Required tasks —
1 > Answer these from the text on business trends facing Japanese executives:
(a) Which three markets does it name as beneficiaries of private capital shifting away from China?
(b) In which industries is greater Chinese manufacturing output fueling global price competition?
(c) Which Japanese corporate giant does it name as making big investments in technology?
2 > Write the next part of the text on business trends facing Japanese executives, picking up after its final sentence.

Quoted passage —
=== Section Start ===

Japan may have been a slight latecomer to this, but there is no longer any doubt that sustainability is a top agenda item for all C-suite executives. The number of business roundtables and events dedicated to the topic has proliferated just in the last one to two years.

2. A less globalized world with greater geopolitical risk. From wars in Ukraine and the Middle East to ongoing economic tensions between the US and China, there’s plenty of risk to go around. For these executives, an important aspect of this shift is the private capital diversion from China to other Asian markets. Japan, Singapore, and India in particular are beneficiaries of this trend. Additional private capital provides an interesting opportunity for many businesses to become more efficient and accelerate growth.

A second aspect is recent supply chain disruption that has industries such as semiconductors looking for alternative suppliers, creating additional demand in Japan. Finally, as China stimulates its slowing domestic economy, greater manufacturing output is fueling price competition globally in a number of industries, among them automotive, steel, and solar panels. This is putting tremendous pressure on all the executives at the dinner table and creating sharp competition in markets including Southeast Asia, India, South America, and Africa.

3. Technology and Artificial Intelligence. Generative AI has fueled the urgency to better leverage technology for competitive advantage. This is not just a chief technology officer issue—it’s relevant to the entire C-suite. Generative AI has gone from experimentation and proof-of-concept development to real, fundamental business model disruption. The race to scale solutions across large global organizations with complicated, often legacy IT infrastructures, is afoot. This has implications for both enterprise technology and change management. Japan is pushing to keep up. Start-ups and corporate giants like NEC are all making big investments but risk falling behind in a field where agility and speed are paramount—not always the top characteristics of traditional Japanese industry.

4. Diversity, Equity, and Inclusion. It’s become stylish in some quarters to argue that such efforts are losing favor, but not at this table. In a country famous for conformity, those efforts are nevertheless taking hold in very profound and real ways that are influencing the labor markets. In Japan the thinking is broad. It’s not only gender equity, as important as that is, but also global, experiential, and leadership diversity. The share of female board members at Japanese companies is low, but so is the breadth of management experience and global representation.

=== Section End ===

Excerpted records —
=== Section Start ===

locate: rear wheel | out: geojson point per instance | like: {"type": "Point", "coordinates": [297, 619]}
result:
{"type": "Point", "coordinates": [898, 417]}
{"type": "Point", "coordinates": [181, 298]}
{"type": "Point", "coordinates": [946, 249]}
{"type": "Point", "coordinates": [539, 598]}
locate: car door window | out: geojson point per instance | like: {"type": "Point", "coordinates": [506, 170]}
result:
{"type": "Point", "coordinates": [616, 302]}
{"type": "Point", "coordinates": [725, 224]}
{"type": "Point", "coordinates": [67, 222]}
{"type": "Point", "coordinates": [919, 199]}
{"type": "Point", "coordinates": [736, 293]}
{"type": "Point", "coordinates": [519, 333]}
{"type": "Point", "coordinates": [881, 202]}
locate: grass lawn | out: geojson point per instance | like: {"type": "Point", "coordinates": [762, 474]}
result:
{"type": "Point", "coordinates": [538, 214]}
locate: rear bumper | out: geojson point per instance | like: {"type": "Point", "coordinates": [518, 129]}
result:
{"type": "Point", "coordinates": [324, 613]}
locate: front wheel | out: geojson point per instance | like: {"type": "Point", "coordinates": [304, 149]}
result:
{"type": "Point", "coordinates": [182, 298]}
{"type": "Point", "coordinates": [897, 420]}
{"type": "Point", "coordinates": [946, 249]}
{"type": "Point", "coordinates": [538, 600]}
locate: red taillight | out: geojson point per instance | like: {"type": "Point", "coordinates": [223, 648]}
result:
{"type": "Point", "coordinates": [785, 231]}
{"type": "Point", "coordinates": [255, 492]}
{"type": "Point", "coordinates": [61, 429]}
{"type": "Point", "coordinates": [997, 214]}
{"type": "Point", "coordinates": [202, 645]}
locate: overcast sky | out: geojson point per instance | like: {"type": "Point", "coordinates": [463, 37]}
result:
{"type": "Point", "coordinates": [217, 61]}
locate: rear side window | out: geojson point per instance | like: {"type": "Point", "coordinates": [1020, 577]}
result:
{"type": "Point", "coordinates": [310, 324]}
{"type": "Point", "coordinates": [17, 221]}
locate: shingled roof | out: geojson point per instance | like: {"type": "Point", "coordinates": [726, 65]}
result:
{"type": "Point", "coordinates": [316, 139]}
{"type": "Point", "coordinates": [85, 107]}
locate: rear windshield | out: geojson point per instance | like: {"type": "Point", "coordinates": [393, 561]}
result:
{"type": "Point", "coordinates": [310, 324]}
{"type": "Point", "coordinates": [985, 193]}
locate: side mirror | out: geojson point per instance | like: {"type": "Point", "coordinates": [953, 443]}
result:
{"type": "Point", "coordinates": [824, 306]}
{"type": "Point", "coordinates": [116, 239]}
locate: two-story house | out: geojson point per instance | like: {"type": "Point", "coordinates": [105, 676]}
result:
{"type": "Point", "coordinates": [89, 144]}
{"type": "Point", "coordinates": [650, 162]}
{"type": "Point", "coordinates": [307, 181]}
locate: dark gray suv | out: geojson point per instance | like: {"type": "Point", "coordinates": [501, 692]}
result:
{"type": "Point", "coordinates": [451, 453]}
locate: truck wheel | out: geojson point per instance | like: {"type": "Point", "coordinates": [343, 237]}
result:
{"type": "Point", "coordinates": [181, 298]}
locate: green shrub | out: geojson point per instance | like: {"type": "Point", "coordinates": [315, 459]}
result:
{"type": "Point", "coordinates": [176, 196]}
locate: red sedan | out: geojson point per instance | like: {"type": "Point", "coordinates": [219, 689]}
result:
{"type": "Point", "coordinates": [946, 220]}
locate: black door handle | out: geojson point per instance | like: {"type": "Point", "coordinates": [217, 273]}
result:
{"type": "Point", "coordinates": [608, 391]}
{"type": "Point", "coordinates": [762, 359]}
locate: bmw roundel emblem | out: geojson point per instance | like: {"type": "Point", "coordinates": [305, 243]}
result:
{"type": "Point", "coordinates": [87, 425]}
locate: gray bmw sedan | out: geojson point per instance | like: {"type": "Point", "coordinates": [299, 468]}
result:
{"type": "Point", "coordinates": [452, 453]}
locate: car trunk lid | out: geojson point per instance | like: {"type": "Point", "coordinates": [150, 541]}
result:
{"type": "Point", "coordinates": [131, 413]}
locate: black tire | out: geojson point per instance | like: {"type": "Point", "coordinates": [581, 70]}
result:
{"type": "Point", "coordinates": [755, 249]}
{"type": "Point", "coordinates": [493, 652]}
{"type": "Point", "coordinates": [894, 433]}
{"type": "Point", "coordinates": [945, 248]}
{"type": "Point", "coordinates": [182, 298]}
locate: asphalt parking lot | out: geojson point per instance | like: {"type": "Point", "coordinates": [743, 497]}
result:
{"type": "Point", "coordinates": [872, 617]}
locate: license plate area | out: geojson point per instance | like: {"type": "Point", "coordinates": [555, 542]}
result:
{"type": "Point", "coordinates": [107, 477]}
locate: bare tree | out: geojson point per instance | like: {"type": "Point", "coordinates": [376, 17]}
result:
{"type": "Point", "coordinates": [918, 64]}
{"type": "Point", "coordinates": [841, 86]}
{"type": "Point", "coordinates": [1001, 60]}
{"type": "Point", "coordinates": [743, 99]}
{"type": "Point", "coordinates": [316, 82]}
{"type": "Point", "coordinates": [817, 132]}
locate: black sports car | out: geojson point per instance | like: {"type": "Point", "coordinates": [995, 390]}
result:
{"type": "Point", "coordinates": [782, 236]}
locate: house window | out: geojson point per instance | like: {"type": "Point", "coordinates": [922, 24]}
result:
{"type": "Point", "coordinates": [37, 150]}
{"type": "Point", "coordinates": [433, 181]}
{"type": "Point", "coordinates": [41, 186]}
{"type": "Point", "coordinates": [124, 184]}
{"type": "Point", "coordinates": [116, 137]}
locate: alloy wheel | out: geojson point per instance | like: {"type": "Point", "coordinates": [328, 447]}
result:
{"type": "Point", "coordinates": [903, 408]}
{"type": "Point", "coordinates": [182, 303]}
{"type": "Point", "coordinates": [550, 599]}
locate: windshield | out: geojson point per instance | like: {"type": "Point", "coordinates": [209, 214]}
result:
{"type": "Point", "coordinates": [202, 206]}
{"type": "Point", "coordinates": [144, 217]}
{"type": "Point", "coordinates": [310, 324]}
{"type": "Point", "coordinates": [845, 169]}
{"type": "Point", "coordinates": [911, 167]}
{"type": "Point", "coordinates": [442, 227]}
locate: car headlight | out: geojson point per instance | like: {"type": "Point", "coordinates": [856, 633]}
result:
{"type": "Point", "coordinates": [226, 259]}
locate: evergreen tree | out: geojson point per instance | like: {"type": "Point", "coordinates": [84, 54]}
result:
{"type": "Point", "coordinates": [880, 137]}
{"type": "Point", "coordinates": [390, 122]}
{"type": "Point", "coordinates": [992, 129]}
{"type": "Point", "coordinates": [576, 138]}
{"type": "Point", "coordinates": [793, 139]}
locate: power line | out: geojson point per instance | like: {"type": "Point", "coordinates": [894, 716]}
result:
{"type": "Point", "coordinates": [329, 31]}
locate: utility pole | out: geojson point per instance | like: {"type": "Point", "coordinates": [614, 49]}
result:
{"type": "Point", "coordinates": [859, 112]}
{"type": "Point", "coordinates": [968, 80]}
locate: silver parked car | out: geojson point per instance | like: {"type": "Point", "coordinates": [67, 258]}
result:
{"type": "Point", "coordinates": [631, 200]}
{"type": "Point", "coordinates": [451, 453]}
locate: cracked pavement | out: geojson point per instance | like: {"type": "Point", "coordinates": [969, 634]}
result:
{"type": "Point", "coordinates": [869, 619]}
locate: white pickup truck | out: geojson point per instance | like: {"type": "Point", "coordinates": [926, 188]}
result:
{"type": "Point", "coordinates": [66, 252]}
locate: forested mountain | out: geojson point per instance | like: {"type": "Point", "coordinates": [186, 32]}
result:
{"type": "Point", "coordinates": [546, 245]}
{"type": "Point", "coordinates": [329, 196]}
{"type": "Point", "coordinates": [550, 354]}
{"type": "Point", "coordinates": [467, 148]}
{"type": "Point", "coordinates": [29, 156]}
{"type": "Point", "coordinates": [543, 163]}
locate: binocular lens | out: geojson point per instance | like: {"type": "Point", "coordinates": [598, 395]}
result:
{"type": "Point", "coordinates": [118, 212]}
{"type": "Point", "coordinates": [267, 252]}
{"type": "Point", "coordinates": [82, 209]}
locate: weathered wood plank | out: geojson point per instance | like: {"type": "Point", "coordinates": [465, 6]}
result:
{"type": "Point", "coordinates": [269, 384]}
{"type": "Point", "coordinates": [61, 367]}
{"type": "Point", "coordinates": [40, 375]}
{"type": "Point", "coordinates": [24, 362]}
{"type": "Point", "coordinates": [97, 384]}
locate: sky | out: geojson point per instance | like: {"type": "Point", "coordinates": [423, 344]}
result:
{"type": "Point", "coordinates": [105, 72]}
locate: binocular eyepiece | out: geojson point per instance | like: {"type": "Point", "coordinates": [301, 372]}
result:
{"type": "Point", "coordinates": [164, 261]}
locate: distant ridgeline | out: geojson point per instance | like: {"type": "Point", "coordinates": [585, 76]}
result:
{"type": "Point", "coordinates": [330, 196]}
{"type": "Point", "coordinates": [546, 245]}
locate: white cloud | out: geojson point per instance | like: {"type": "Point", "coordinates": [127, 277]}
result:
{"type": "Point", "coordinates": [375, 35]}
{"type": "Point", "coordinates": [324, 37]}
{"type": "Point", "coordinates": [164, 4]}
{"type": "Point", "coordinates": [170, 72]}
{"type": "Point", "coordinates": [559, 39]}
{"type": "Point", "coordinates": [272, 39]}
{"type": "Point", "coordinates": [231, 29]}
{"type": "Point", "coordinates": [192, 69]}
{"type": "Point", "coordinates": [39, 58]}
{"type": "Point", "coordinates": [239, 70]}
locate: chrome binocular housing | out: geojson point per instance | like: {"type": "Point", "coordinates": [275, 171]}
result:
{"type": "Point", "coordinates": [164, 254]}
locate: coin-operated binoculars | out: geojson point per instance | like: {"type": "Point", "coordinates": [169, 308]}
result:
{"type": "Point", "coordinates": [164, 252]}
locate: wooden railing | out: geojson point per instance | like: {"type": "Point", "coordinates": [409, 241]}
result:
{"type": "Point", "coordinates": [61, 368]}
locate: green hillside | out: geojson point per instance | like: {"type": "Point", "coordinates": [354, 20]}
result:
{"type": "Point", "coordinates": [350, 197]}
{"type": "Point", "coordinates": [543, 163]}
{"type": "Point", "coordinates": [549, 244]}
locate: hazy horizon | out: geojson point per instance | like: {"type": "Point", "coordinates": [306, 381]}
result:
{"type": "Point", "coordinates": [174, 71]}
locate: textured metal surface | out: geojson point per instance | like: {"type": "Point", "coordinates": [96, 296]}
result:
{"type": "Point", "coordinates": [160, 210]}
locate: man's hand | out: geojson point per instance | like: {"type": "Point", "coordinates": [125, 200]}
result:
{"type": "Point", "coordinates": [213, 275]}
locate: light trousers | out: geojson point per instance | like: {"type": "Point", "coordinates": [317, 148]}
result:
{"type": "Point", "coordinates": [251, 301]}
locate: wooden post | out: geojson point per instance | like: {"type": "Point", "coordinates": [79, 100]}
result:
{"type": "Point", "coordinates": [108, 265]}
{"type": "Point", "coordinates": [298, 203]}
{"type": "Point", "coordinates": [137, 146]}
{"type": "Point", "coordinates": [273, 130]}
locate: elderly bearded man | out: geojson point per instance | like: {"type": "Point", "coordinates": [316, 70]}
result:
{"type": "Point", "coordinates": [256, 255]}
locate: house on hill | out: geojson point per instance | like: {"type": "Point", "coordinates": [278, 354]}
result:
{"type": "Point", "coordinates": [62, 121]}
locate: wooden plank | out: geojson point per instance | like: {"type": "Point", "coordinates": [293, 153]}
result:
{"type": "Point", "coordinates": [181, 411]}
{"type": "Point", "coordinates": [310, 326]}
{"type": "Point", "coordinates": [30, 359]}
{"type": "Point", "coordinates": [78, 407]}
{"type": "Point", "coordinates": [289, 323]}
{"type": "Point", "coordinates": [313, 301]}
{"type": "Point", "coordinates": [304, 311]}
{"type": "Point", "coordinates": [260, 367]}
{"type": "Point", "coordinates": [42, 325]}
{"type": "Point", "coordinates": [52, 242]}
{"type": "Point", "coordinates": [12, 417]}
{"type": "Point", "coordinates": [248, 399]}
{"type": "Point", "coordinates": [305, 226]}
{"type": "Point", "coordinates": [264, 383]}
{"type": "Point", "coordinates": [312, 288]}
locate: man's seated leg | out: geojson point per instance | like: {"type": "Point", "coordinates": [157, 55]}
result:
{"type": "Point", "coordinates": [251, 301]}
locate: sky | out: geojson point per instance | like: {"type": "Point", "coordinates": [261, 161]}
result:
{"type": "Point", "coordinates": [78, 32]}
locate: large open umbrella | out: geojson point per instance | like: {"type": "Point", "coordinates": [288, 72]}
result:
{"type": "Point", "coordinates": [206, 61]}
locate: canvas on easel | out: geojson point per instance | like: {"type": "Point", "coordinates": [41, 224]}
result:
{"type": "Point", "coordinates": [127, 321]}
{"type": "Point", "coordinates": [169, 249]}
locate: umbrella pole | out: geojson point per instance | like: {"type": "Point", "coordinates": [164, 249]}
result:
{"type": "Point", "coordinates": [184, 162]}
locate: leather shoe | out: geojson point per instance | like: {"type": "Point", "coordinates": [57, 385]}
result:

=== Section End ===

Your responses —
1 >
(a) Japan, Singapore, and India
(b) Automotive, steel, and solar panels
(c) NEC

2 >
5. Corporate governance. Around the world, boards are under increasing shareholder and public pressure to address issues one through four above. In Japan, this is a very present topic. While other markets such as the US and UK are rather new to thinking about properly representing the interests of multiple stakeholders, Japan has arguably always been ahead of the game. If anything, shareholders have been somewhat neglected. Building governance that creates value for all stakeholders will require the focus of executives, independent directors, and institutional investors alike.

6. Rising cost of money. The rise in interest rates has increased funding costs for corporations. While interest rates were nearly zero and borrowing costs were minimal until a few years ago, interest rate hikes are now widespread globally, leading to higher borrowing costs. Even in Japan, interest rates are expected to slowly rise. It was national news when the country ended eight years of negative interest rates aimed at stimulating growth and combating deflation.

Any one of these would be a career-defining challenge for a CEO. Tackling all six at once? Well, it’s a hard job. CEOs are expected to have answers to a much broader set of complicated questions but never lose sight of critical business operations like costs relative to the competition, the customer value proposition, and the recipe for driving top-line growth.

CEOs are being asked how they are contributing to making the world a better place—safer, more sustainable, more equitable, more innovative. That may be a good thing, but it’s not a job for the faint of heart.